Extrait choisi
* * *

À nouveau monde, nouveaux touristes

La Chaire de tourisme Transat de l’École des sciences de la gestion (ESG-UQAM) a présenté récemment le portrait-robot du voyageur de demain, en collaboration avec Tourisme Montréal. Bonne nouvelle : selon Pierre Bellerose, vice-président, développement du produit chez cette dernière entité, Montréal saura séduire ce voyageur nouveau genre.
Nul besoin de consulter Mme Fabiola extralucide pour dégager le profil du voyageur des prochaines décennies : études et statistiques parlent d’elles-mêmes quand on sait les analyser.
C’est d’ailleurs à une conférence extrêmement bien documentée que nous avaient conviés il y a deux semaines Paul Arseneault, titulaire de la Chaire, et Pierre Bellerose, à l’occasion de leur « Gueuleton touristique » annuel.
De fait, il y avait là de quoi se mettre sous la dent. Tensions géopolitiques mondiales, périls environnementaux, nouvelle donne démographique, nouveaux flux migratoires, urbanisation de la planète, réduction de la pauvreté dans les pays en développement, invasion technologique, fragmentation des marchés, sans compter les enjeux de sécurité, terriblement d’actualité : tout cela façonnera un monde nouveau duquel émergera un touriste nouveau.
Qui sera-t-il ? Quelles seront ses attentes ? Selon l’analyse des conférenciers, le touriste de demain sera plus libre, confiant en lui-même, spontané et proactif face aux questions éthiques (vive le geste local !) que nous le sommes.
Ce voyageur sera également parfaitement autonome et connecté. Et, en conséquence, prévisible au-delà de sa propre conscience, car scruté en permanence. Remarquez que Big Brother est déjà à l’oeuvre via le Big Data… Ne suffit-il pas aujourd’hui de googler « Buenos Aires » pour qu’un algoritme prenne l’initiative de nous suggérer un hôtel et deux restaurants lors de nos navigations Web subséquentes ?
Toujours selon l’analyse du tandem, le voyage sera, pour ce touriste nouveau, une activité nécessaire. Déjà, les « milléniaux » envisagent le voyage comme « un droit et non une récompense ». Valorisant le nomadisme, ils n’auraient d’ailleurs aucune envie d’être propriétaires. Vendeurs de piscines, prenez note !
Enfin, pour ce touriste nouveau, sera surtout mémorable ce qui est rare et éphémère. Il risque d’être bien servi au rayon nature car dans le monde où il vivra, l’accès aux espaces naturels pourrait bien devenir un luxe.

* * *

Données fournies

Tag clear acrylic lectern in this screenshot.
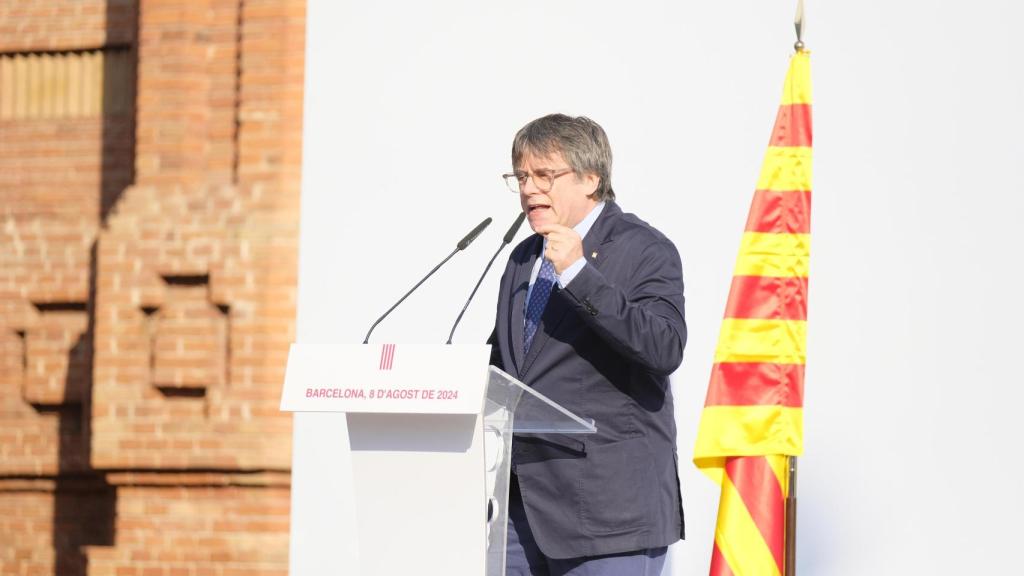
[281,343,597,576]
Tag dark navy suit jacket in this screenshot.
[489,202,686,559]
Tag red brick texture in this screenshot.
[0,0,305,576]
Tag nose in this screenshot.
[519,174,541,196]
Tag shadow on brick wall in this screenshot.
[53,0,138,576]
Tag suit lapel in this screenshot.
[509,236,544,374]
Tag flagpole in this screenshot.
[784,456,797,576]
[783,6,804,576]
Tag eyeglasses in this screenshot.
[502,168,572,194]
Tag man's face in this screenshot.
[515,152,600,232]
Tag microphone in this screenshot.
[444,212,526,344]
[362,217,490,344]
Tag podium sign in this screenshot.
[281,344,596,576]
[281,344,490,414]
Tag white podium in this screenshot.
[281,343,597,576]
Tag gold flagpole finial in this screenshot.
[793,0,804,52]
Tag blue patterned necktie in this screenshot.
[522,258,555,356]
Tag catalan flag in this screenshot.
[693,49,811,576]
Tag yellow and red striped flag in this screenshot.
[693,50,811,576]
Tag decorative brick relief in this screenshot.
[144,275,230,397]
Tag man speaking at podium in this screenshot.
[488,114,686,576]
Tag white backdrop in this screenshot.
[296,0,1024,575]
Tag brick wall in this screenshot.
[0,0,305,576]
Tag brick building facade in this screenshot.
[0,0,305,576]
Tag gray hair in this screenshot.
[512,114,615,201]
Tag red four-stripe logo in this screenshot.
[380,344,394,370]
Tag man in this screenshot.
[488,114,686,576]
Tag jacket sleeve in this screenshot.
[565,238,686,375]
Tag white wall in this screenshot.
[299,0,1024,575]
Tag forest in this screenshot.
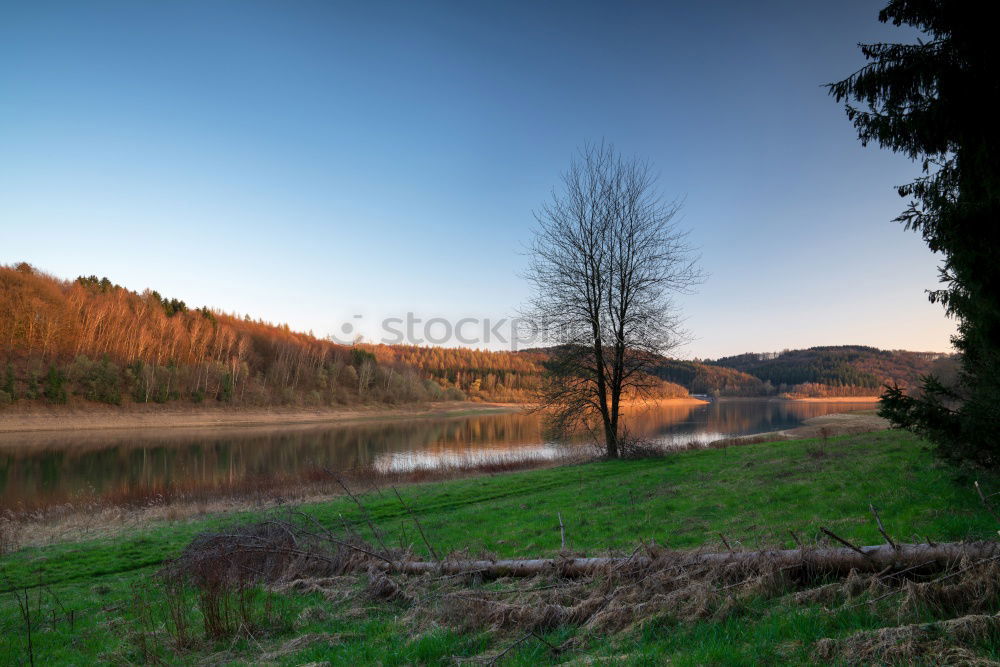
[0,263,464,406]
[705,345,954,396]
[0,263,949,407]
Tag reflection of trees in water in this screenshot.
[0,415,541,507]
[627,400,872,440]
[0,401,876,507]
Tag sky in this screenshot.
[0,0,954,358]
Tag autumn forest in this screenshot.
[0,263,949,407]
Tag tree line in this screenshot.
[0,263,464,406]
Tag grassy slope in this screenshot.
[0,432,996,664]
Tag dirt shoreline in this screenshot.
[719,410,889,442]
[0,401,525,435]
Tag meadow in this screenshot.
[0,431,1000,665]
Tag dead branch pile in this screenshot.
[163,517,1000,664]
[815,614,1000,665]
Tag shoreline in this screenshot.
[0,401,524,438]
[0,396,879,445]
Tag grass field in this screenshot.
[0,431,1000,665]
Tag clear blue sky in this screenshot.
[0,0,954,357]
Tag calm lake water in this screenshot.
[0,400,873,509]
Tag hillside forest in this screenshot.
[0,263,949,408]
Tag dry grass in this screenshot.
[815,614,1000,665]
[146,520,1000,664]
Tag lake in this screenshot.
[0,399,873,510]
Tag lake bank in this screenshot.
[0,401,524,441]
[0,398,720,438]
[0,432,998,665]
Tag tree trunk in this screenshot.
[379,542,1000,578]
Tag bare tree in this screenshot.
[527,143,702,457]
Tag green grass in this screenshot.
[0,432,998,665]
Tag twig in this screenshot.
[820,526,871,558]
[324,468,389,553]
[841,556,1000,609]
[390,486,441,563]
[868,503,899,551]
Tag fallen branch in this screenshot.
[868,503,896,549]
[379,542,1000,578]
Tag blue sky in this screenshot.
[0,0,954,357]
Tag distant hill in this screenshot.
[655,358,767,396]
[0,263,465,408]
[0,263,947,407]
[705,345,949,396]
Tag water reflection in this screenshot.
[0,400,876,508]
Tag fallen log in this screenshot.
[376,542,1000,578]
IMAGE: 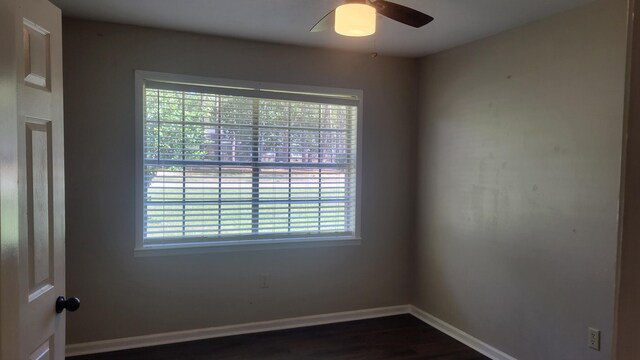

* * *

Consignes écrites
1 - Recopiez fidèlement l'extrait sur le touriste de demain, en commençant par « La Chaire de » et en poursuivant jusqu'à « voyageur nouveau genre. ».
2 - Répondez à ces questions d'après l'extrait sur le touriste de demain.
(a) Avec quel organisme la Chaire de tourisme Transat a-t-elle présenté le portrait-robot du voyageur de demain ?
(b) Comment les « milléniaux » envisagent-ils le voyage ?
(c) Qu'est-ce qui pourrait devenir un luxe dans le monde où vivra ce touriste ?
3 - Poursuivez l'extrait sur le touriste de demain à partir de sa dernière phrase.
Les données forment un matériau distinct, sans lien avec l'extrait sur le touriste de demain.

Les réponses
1 -
La Chaire de tourisme Transat de l’École des sciences de la gestion (ESG-UQAM) a présenté récemment le portrait-robot du voyageur de demain, en collaboration avec Tourisme Montréal. Bonne nouvelle : selon Pierre Bellerose, vice-président, développement du produit chez cette dernière entité, Montréal saura séduire ce voyageur nouveau genre.

2 -
(a) Avec Tourisme Montréal.
(b) Comme « un droit et non une récompense ».
(c) L'accès aux espaces naturels.

3 -
Quant à Montréal…
La nouvelle ère étatsunienne qui s’annonce sous le signe du repli sur soi, du protectionnisme et de tensions avec la Chine et le Mexique, aura des impacts touristiques réels, mais pour Pierre Bellerose, ce contexte est favorable pour Montréal.

« Il y aura certainement des parts de marché à saisir, dit-il en entrevue. Ici, il n’y a pas d’enjeux de sécurité [croisons les doigts, à la suite du récent attentat de Québec…], notre marque de commerce étant nos événements grand public gratuits. Et à cause de notre image positive, on pourra tirer notre épingle du jeu auprès des marchés émergents comme la Chine. Il y a deux nouveaux vols vers Shanghai au départ de Montréal en février, et ils vont se multiplier. »
Le touriste qui visitera Montréal demain sera plus international qu’il ne l’est présentement, soutient également le vice-président. Les gens qui nous rendent visite (10,2 millions l’an dernier) proviennent à 86 % du nord-est des États-Unis et de l’Ontario.
Intelligible avant d’être intelligente
À Montréal, le touriste de demain désirera vivre des expériences authentiques. « Il voudra toujours voir les grands attraits de la ville, le point de vue du haut de la montagne, le Vieux-Montréal et le musée Pointe-à-Callière pour comprendre notre histoire, mais il souhaitera aussi vivre des expériences locales avec le monde d’ici », dit Pierre Bellerose.
Il voudra avant tout découvrir des quartiers. « On travaille donc avec les associations de commerçants de Montréal, les petites institutions culturelles. […] L’idée, c’est de faire vivre aux touristes des expériences véritables dans des endroits où vont les Montréalais. C’est déjà commencé, et ça prendra plus d’expansion. »

Au cours de la conférence, Paul Arseneault a notamment rappelé « l’importance de rendre la ville intelligible pour le visiteur avant de la rendre intelligente ».
Pour Pierre Bellerose, cela signifie donner aux touristes « les clés de la compréhension de Montréal ».
« Il ne faut plus, dit-il, que la ville se résume à une série de musts, à une liste de choses à voir, à faire. »
Toujours est-il que, pour comprendre quoi que ce soit, il faut d’abord s’abreuver à des sources d’information de qualité et diversifiées.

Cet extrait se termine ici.